- **Фрагмент текста**:
Судьба-шлюха - Фаина Раневская


Судьба-шлюха

* * *

Пристают, просят писать, писать о себе. Отказываю. Писать о себе плохо — не хочется. Хорошо — неприлично. Значит, надо молчать. К тому же я опять стала делать ошибки, а это постыдно. Это как клоп на манишке.


Все бранят меня за то, что я порвала книгу воспоминаний. Почему я так поступила?

Кто-то сказал, кажется, Стендаль: «Если у человека есть сердце, он не хочет, чтобы его жизнь бросалась в глаза». И это решило судьбу книги. Когда она усыпала пол моей комнаты, — листья бумаги валялись обратной стороной, т. е. белым, и было похоже, что это мертвые птицы.

«Воспоминания» — невольная сплетня.


…Писать должны писатели, а актерам положено играть на театре.


…Наверное, зря порвала все, что составило бы книгу, о которой просило ВТО. И аванс надо теперь возвращать 2 т. Бог с ними, с деньгами, соберу, отдам аванс, а почему уничтожила? Скромность или же сатанинская гордыня? Нет, тут что-то другое. Не хочу обнародовать жизнь мою, трудную, неудавшуюся, несмотря на успех у неандертальцев и даже у грамотных.


Я очень хорошо знаю, что талантлива, а что я создала? Пропищала, и только.


Кто, кроме моей Павлы Леонтьевны, хотел мне добра в театре? Кто мучился, когда я сидела без работы? Никому я не была нужна. Охлопков, Завадский, Алекс. Дмитр. Попов были снисходительны, Завадский ненавидел. Я бегала из театра в театр, искала, не находила. И это все. Личная жизнь тоже не состоялась. …В театре Завадского заживо гнию.


Иногда приходит в голову что-то неглупое, но и тут же забываю это неглупое. Умное давно не посещает мои мозги.


…В пять лет была тщеславна, мечтала получить медаль за спасение утопающих… У дворника на пиджаке медаль, мне очень она нравится, я хочу такую же, но медаль дают за храбрость — объясняет дворник: Теперь медали, ордена держу в коробке, где нацарапала: «Похоронные принадлежности».

- **Исходные записи**:
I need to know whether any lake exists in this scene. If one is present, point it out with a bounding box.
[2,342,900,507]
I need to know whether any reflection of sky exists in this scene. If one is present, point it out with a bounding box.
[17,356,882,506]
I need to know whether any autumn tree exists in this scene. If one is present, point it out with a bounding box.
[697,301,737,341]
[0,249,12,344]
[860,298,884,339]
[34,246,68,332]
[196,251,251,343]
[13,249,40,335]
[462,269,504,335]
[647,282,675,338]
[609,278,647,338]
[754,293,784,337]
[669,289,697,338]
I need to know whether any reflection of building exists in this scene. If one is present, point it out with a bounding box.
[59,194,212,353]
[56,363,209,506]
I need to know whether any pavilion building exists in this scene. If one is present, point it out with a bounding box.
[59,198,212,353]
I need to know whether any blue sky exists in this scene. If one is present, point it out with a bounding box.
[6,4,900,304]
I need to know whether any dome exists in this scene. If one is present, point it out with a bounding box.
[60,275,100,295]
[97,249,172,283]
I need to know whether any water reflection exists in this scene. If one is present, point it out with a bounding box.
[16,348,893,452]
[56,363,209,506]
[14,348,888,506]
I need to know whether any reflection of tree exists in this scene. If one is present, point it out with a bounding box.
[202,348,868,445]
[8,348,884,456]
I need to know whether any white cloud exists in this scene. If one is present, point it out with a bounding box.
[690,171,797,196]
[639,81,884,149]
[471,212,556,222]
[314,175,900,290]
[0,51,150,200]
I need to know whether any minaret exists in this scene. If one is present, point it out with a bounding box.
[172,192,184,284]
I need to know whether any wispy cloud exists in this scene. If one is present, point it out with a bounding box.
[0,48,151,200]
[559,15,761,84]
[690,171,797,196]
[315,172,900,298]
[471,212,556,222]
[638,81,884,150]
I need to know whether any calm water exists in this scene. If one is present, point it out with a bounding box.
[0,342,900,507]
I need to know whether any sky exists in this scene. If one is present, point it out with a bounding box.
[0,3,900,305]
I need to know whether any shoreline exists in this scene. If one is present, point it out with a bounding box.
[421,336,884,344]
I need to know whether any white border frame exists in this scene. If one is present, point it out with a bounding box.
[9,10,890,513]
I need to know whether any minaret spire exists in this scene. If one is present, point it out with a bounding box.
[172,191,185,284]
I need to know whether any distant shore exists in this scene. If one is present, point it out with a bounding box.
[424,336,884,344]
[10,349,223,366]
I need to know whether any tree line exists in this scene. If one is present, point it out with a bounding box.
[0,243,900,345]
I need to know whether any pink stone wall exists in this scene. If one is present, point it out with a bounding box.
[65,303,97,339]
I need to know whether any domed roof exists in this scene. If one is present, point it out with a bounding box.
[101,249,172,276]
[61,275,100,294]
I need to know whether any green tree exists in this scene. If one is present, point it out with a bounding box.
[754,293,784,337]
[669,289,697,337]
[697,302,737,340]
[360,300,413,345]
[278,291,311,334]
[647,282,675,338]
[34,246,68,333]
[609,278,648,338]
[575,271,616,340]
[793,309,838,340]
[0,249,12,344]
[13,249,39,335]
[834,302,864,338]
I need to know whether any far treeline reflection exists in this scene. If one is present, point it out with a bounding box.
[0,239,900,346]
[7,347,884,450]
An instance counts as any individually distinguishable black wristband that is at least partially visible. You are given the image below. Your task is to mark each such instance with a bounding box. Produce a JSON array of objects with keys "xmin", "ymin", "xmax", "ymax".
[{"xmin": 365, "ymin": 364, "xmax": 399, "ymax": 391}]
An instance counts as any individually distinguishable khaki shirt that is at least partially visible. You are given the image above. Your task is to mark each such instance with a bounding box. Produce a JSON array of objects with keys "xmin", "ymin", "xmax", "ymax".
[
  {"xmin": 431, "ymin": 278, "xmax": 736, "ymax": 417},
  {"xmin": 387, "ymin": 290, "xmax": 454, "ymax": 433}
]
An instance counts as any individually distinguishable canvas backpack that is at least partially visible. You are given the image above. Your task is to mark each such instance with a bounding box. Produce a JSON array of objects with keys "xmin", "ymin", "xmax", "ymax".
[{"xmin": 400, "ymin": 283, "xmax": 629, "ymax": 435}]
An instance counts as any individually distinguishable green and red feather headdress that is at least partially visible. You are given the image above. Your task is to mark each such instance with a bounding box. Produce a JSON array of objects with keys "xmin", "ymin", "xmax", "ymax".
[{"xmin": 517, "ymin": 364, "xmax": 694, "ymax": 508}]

- **Задание**: Перечислите всех людей, которых фрагмент текста называет по имени или фамилии, не считая заголовка. Каждого укажите один раз.

- **Итоговый ответ**: Стендаль, Павла Леонтьевна, Охлопков, Завадский, Алекс. Дмитр. Попов.